• Written problem
Edit the records below by replacing each "Detect" with "Locate", and change nothing else. Leave the pictures out of your answer.
== The input ==
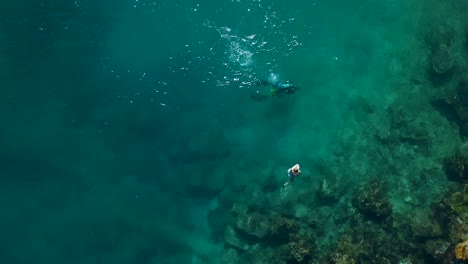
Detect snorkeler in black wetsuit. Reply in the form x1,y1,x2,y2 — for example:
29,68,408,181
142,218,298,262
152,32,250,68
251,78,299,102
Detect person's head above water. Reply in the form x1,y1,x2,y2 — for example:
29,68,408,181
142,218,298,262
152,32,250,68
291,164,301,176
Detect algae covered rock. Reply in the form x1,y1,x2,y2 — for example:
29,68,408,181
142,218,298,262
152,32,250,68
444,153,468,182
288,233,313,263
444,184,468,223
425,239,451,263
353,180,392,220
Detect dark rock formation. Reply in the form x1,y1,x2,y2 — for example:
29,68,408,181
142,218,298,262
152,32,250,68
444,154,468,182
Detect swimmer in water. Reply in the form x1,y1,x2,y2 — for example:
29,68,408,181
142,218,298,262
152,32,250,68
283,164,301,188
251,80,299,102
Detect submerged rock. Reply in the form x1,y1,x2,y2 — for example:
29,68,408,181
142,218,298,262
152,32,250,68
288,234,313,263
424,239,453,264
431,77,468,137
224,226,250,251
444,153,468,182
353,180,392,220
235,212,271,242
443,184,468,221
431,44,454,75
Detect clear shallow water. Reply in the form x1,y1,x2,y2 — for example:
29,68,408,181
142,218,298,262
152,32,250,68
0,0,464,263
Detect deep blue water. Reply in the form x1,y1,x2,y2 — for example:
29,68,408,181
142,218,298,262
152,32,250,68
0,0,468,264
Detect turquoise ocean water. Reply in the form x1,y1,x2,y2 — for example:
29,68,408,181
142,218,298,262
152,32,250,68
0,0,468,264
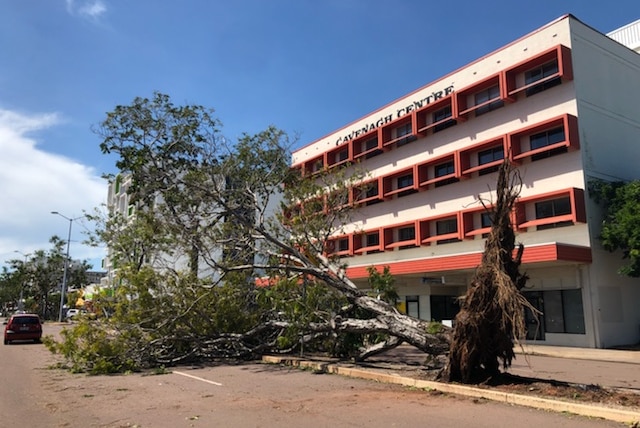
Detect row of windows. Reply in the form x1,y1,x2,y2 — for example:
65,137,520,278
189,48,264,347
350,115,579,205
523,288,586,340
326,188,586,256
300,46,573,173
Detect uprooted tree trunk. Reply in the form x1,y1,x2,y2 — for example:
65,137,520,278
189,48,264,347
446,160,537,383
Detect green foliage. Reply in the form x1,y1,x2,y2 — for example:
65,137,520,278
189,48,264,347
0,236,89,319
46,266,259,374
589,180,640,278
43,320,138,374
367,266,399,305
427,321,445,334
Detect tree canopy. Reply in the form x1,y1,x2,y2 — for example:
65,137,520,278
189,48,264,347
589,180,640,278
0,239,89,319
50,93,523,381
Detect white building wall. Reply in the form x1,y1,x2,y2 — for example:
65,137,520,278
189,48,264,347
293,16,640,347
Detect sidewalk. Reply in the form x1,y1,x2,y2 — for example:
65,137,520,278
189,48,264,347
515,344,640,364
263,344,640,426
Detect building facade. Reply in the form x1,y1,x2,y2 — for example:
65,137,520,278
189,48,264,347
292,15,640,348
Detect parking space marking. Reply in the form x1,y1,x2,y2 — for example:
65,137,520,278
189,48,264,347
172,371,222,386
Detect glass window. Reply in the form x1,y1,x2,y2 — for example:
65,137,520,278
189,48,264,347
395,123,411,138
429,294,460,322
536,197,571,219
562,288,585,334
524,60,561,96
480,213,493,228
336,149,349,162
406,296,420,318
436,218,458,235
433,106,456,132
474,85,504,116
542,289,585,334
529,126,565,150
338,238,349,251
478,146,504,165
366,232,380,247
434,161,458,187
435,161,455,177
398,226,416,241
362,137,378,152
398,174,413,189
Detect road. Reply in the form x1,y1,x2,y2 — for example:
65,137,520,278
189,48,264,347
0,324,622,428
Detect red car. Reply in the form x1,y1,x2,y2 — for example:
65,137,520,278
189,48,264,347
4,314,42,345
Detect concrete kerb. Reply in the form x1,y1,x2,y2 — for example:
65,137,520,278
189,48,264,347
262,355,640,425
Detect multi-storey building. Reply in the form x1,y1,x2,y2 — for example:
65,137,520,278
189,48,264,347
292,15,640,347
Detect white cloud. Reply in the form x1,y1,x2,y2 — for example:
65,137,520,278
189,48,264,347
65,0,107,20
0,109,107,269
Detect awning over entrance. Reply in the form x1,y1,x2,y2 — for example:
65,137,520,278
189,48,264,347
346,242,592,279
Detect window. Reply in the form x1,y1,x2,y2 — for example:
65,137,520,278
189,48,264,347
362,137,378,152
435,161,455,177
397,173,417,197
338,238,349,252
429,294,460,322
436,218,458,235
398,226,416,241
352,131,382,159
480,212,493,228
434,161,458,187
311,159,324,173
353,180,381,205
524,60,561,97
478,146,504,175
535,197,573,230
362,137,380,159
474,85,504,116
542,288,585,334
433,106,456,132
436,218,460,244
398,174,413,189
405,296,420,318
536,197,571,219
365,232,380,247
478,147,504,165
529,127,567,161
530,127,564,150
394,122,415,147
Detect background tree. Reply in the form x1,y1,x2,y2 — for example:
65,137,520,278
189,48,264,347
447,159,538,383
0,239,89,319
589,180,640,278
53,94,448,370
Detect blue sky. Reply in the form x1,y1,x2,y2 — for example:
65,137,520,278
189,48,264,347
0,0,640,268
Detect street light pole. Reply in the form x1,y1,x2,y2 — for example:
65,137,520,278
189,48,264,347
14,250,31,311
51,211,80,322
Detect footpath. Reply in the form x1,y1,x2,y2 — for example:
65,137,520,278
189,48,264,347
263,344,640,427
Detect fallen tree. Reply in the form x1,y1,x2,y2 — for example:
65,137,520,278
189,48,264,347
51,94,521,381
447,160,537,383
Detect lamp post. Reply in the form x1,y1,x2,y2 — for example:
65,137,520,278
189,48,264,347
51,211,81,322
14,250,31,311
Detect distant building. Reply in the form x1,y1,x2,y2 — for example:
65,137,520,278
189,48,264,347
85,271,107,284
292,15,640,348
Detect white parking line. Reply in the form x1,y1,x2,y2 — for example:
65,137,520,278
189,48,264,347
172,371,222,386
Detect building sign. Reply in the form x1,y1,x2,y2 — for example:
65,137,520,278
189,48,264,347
===
• Finished exercise
Locate snorkeler in black wetsuit. Reply in the form x1,y1,x2,y2 — for example:
29,68,408,181
142,218,298,262
152,32,250,68
251,78,299,102
Locate person's head above water. Reply in the form x1,y1,x2,y2 — for example:
29,68,408,181
142,218,298,262
152,32,250,68
291,164,301,176
Locate algae covered rock. Reply in the form x1,y1,x2,y2 — for example:
29,68,408,181
142,218,298,262
152,32,250,68
444,153,468,182
288,233,313,263
444,184,468,223
425,239,451,263
353,180,392,220
Locate dark rock formation. Reply in the form x1,y1,x2,y2 — for example:
29,68,408,181
142,218,298,262
152,32,250,68
444,154,468,182
Locate swimmer in water. Reply in the form x1,y1,x2,y2 — for example:
29,68,408,181
142,218,298,262
152,32,250,68
283,164,301,188
251,80,299,102
Locate submerged rock. Reply in the form x1,y1,x2,y2 — for example:
29,68,408,181
142,218,298,262
152,32,250,68
288,234,313,263
424,239,453,264
431,77,468,137
224,226,250,251
444,153,468,182
353,180,392,220
235,212,271,242
443,184,468,221
431,44,454,75
Locate clear shallow water. Reply in the form x1,y1,x2,y2 — for example:
29,68,408,181
142,218,298,262
152,32,250,68
0,0,464,263
Locate deep blue water. Reply in the form x1,y1,x2,y2 — for example:
29,68,408,181
142,218,298,262
152,32,250,68
0,0,468,264
Locate turquoise ocean water. Reply in the form x1,y1,x2,y2 — for example:
29,68,408,181
142,218,298,262
152,32,250,68
0,0,468,264
Locate row of windows. Reply in the form x1,y1,x2,y2 — for example:
65,137,520,278
189,48,264,347
350,115,579,205
523,288,586,340
326,188,586,256
300,46,573,173
Locate uprooted tree trunk. Reply in the form x1,y1,x2,y2 — for example:
65,137,520,278
189,48,264,347
446,160,537,383
Locate green foliage. Reply in the form x1,y1,x2,y2 — for example:
65,137,520,278
189,48,264,347
0,236,89,319
46,266,259,374
589,180,640,278
43,320,138,374
367,266,399,305
427,321,445,334
Locate tree canopy. Reply in the form x1,y1,x2,y2 — for example:
65,137,520,278
189,48,264,347
589,180,640,278
0,239,89,319
50,93,523,381
Locate white building wall. Reply in the form x1,y1,x2,y2 — for example:
65,137,520,278
189,48,264,347
293,16,640,347
Locate sidewalk. Reply in the form x1,y1,x2,y2 — for example:
65,137,520,278
189,48,264,347
515,344,640,364
263,344,640,426
Locate building facade. Reply in the form x1,y1,x2,y2 — for example:
65,137,520,278
189,48,264,347
292,15,640,348
Locate parking space marking. Reply in the form x1,y1,x2,y2 — for example:
65,137,520,278
189,48,264,347
172,371,222,386
Locate glass window. Reply in the form x1,y1,x2,y2 — for example:
65,137,520,278
189,48,264,347
395,123,411,138
429,294,460,322
536,197,571,219
562,288,585,334
524,60,561,96
480,213,493,228
336,149,349,162
406,296,420,318
436,218,458,235
433,106,456,132
474,85,504,116
542,289,585,334
529,126,565,150
338,238,349,251
478,146,504,165
366,232,380,247
434,161,458,187
435,161,455,177
398,226,416,241
362,137,378,152
398,174,413,189
Locate road. Reply in the form x1,y1,x2,y2 — for example:
65,137,520,278
189,48,264,347
0,324,622,428
Locate red car. Reply in the form x1,y1,x2,y2 — for example:
65,137,520,278
189,48,264,347
4,314,42,345
Locate concrete kerb. Reply in the form x1,y1,x2,y2 — for example:
65,137,520,278
189,48,264,347
262,355,640,425
Locate multi-storey building. Reply in the form x1,y1,x2,y2 — for example:
65,137,520,278
189,48,264,347
292,15,640,347
Locate white cloud. Reply in the form x1,y1,x2,y2 — for example:
65,137,520,278
189,48,264,347
65,0,107,20
0,109,107,269
Locate awning over entrance. Reply in the form x1,y1,x2,y2 — for example:
65,137,520,278
189,48,264,347
346,242,592,279
Locate window. Reply in the form x1,y1,x2,y2 — for example:
65,137,520,278
189,48,264,347
362,137,378,152
435,161,455,177
397,173,417,197
338,238,349,252
429,294,460,322
436,218,458,235
398,226,416,241
352,131,382,159
480,212,493,228
434,161,458,187
311,159,324,173
353,180,381,205
524,60,561,97
478,146,504,175
535,197,573,230
362,137,380,159
474,85,504,116
542,288,585,334
433,106,456,132
436,218,460,244
398,174,413,189
405,296,420,318
536,197,571,219
365,232,380,247
478,147,504,165
529,127,567,161
530,127,564,150
394,122,415,147
Locate background tree. Reply in the form x1,y1,x2,y2 — for example:
65,137,520,278
189,48,264,347
447,159,538,383
0,239,89,319
589,180,640,278
53,94,448,370
Locate blue sky. Reply in the form x1,y1,x2,y2 — for example:
65,137,520,278
189,48,264,347
0,0,640,268
Locate street light pole. Reply in the form x1,y1,x2,y2 — for example:
65,137,520,278
189,48,264,347
14,250,31,311
51,211,80,322
Locate footpath. Reply in the form x1,y1,x2,y2 — for example:
65,137,520,278
189,48,264,347
263,344,640,427
Locate fallen tree. Reply in the form x1,y1,x2,y2 — for example:
65,137,520,278
189,48,264,347
51,94,521,381
447,160,537,383
Locate lamp post. Reply in the form x1,y1,x2,y2 — for example:
65,137,520,278
189,48,264,347
51,211,81,322
14,250,31,311
Locate distant building. Reply in the form x1,y1,x2,y2 — for example:
65,137,520,278
189,48,264,347
85,271,107,284
292,15,640,348
Locate white parking line. Reply in the form x1,y1,x2,y2 — for example:
65,137,520,278
189,48,264,347
172,371,222,386
Locate building sign. Reply in the form x1,y1,x2,y2 — for example:
65,137,520,278
189,48,264,347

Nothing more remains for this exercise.